--- DATA TO PROCESS ---
──────────────────────────────

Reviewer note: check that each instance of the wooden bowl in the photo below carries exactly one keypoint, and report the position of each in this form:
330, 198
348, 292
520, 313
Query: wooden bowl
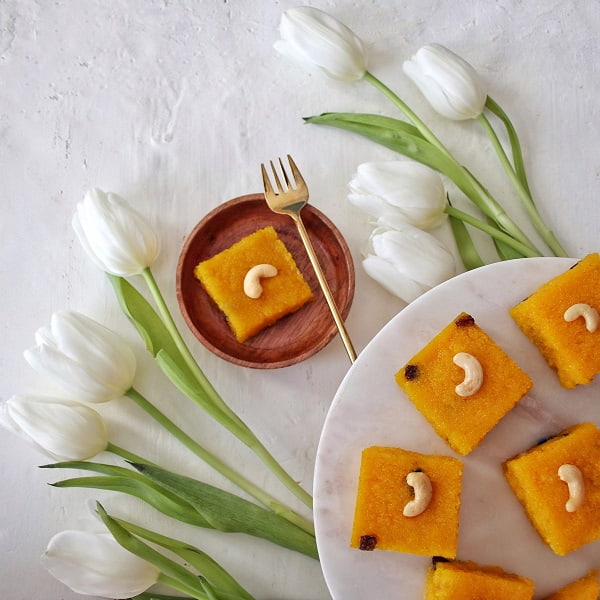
293, 338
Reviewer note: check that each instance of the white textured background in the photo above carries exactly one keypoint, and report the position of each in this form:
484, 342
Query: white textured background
174, 104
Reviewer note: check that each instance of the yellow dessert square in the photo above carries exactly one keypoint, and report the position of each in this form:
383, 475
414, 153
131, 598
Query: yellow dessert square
568, 346
384, 493
586, 588
564, 518
430, 380
223, 279
465, 580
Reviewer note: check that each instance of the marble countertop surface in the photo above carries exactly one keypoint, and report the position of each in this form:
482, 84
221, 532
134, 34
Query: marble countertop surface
174, 105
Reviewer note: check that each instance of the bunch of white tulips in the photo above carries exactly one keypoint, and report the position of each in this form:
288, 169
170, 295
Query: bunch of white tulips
405, 258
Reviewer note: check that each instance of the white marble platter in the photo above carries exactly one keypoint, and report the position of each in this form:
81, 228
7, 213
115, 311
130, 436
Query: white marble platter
370, 409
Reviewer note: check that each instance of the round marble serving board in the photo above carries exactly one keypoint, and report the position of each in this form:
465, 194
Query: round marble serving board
370, 409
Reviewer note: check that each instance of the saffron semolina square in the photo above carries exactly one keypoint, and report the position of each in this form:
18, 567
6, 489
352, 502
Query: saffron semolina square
533, 477
567, 346
383, 492
430, 377
462, 580
586, 588
223, 279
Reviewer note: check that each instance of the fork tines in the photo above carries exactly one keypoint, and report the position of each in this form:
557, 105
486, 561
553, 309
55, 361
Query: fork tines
298, 179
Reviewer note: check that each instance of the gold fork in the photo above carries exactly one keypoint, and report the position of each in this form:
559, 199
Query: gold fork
290, 202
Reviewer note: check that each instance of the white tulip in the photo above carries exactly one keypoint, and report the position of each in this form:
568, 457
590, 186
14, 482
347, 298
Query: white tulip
315, 39
449, 83
116, 237
95, 564
406, 189
89, 361
407, 261
62, 429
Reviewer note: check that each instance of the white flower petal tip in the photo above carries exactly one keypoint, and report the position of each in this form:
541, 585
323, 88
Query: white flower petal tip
63, 430
89, 361
318, 41
116, 237
448, 82
406, 190
407, 261
94, 564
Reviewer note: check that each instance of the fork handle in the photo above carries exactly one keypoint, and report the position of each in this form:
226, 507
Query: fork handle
325, 287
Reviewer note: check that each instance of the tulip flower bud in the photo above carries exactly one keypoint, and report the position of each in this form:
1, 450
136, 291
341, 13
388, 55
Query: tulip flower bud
406, 189
62, 429
95, 564
315, 39
115, 236
449, 83
407, 261
89, 361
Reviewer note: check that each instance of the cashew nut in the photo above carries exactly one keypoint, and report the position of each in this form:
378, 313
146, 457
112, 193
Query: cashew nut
473, 374
252, 286
589, 314
422, 488
573, 477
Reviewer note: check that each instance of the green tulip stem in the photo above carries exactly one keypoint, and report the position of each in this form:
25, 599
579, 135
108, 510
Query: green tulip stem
494, 232
515, 144
412, 116
462, 176
522, 191
214, 462
183, 348
180, 587
232, 421
126, 454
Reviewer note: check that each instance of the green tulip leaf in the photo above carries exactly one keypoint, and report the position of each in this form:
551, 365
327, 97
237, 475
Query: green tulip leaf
146, 321
195, 557
127, 481
464, 242
397, 135
153, 497
230, 513
136, 546
185, 382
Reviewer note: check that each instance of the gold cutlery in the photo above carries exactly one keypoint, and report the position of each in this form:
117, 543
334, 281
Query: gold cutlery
290, 201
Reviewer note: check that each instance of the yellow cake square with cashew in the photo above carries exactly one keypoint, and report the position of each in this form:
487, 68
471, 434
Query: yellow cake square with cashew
561, 318
586, 588
250, 294
558, 484
466, 580
463, 383
407, 502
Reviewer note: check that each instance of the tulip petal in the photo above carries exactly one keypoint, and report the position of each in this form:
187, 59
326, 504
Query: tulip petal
448, 82
96, 565
64, 430
315, 38
116, 237
71, 376
386, 274
415, 253
405, 189
106, 356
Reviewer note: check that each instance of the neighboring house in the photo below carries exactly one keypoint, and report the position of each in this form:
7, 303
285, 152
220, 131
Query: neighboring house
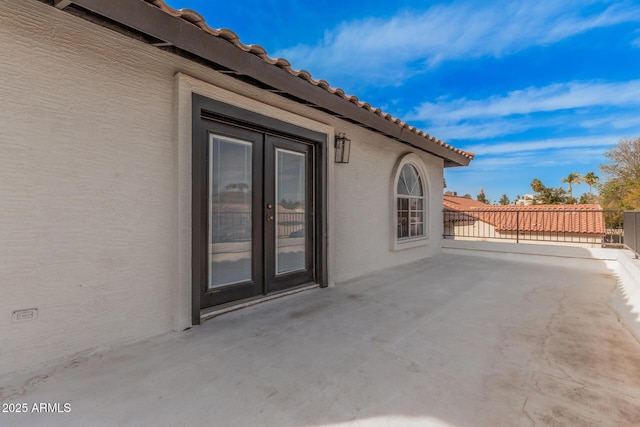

──────────────────────────────

Excluding pictures, copy exactly the lines from the line containing "Reviewer note: check that each instance of the green tulip stem" through the last line of the data, inclusive.

--- FINISHED ANSWER ---
Reviewer note: check that each instance of the green tulip stem in the photo above carries exactly one keypoint, and report the position of each in this form:
25, 599
579, 135
108, 510
Query: green tulip stem
494, 232
515, 144
412, 116
462, 176
522, 191
214, 462
183, 348
180, 587
232, 421
126, 454
Reviewer note: check that each instance of the green tulip leaf in the photo above carries exactly one keypoint, and report the position of each in this form:
551, 365
327, 97
237, 475
Query: green tulip leaf
146, 321
195, 557
127, 481
464, 242
397, 135
153, 497
230, 513
136, 546
185, 382
Reviewer note: check that each instance of the gold cutlery in the photo above carries exactly one keypoint, and report the position of each in this form:
117, 543
334, 281
Query: gold cutlery
290, 201
Reviewer note: check that each instance of the yellow cake square with cashew in the photo above carries exactly one keypoint, and report the position of each in this form:
487, 68
471, 434
Query: yellow cake square with cashew
561, 318
586, 588
250, 294
558, 484
466, 580
463, 383
407, 502
Reviewer note: check that each instance of the tulip petal in the photo above carries exactly one keypoint, and report the position of each in this form:
187, 59
326, 504
Query: tulip petal
448, 82
96, 565
64, 430
315, 38
116, 237
71, 376
386, 274
415, 253
405, 189
106, 356
Reviewer note: check that each instance of the neighboring house in the photo below carries exactly one keypoint, and report the position of each in this form:
7, 303
285, 152
220, 131
Query: neighboring house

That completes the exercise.